As she found herself lockdowned at home due to the pandemic, South Korean designer Woo Young Mi, founder of Wooyoungmi, read a lot. Bernard Werber’s experimental essay ‘’Le Livre du voyage’’ published in 1997 and Matt Sewell’s ‘’Forgotten Beats’’ particularly impressed her, to the point that she dedicated her collection to these two books.
‘’Like any other person, I’ve become increasingly more concerned by the environment. But after reading ‘The Memory’ by Bernard Werber, where the protagonists go back in the past and explore nature, and then ‘Forgotten Beasts’ from American illustrator Matt Sewell, I felt really conscious of [our impact] on nature’’, creative director Woo Young Mi said.
Filmed in a nocturnal woodland, her Fall/Winter 2021 collection invited viewers to enter into an enchanted forest to experience a season founded in mythology and fantasy. The ominous woods set the scene for a dialogue between the natural and the supernatural and guides the collection’s transformation from the ordinary into the extraordinary.

__Given records__:
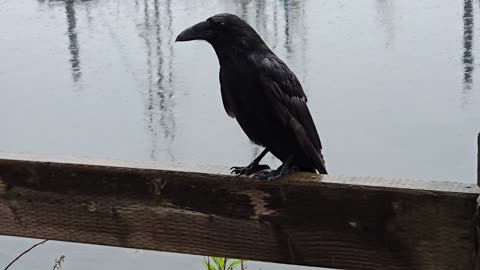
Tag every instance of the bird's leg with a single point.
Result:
(284, 169)
(253, 167)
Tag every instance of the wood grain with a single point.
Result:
(305, 219)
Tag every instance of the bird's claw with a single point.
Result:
(248, 170)
(272, 175)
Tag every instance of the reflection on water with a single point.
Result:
(73, 40)
(468, 34)
(280, 22)
(385, 15)
(158, 37)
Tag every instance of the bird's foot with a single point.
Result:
(271, 175)
(249, 170)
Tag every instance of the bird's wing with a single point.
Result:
(227, 104)
(290, 102)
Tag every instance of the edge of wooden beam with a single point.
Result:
(306, 178)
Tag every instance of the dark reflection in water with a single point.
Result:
(468, 64)
(158, 37)
(73, 46)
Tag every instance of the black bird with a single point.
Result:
(263, 94)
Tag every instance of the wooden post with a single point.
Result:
(357, 223)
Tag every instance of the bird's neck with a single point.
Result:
(239, 53)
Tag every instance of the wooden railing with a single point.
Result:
(303, 219)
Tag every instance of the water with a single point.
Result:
(394, 88)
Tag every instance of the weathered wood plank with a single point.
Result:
(338, 222)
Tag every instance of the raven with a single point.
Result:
(264, 95)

__Exercise goal__: Reproduce word for word the portion of the article about the Wooyoungmi collection between "Filmed in a" and "into the extraordinary.", inclusive. Rely solely on the article about the Wooyoungmi collection, not on the listing.

__Output__:
Filmed in a nocturnal woodland, her Fall/Winter 2021 collection invited viewers to enter into an enchanted forest to experience a season founded in mythology and fantasy. The ominous woods set the scene for a dialogue between the natural and the supernatural and guides the collection’s transformation from the ordinary into the extraordinary.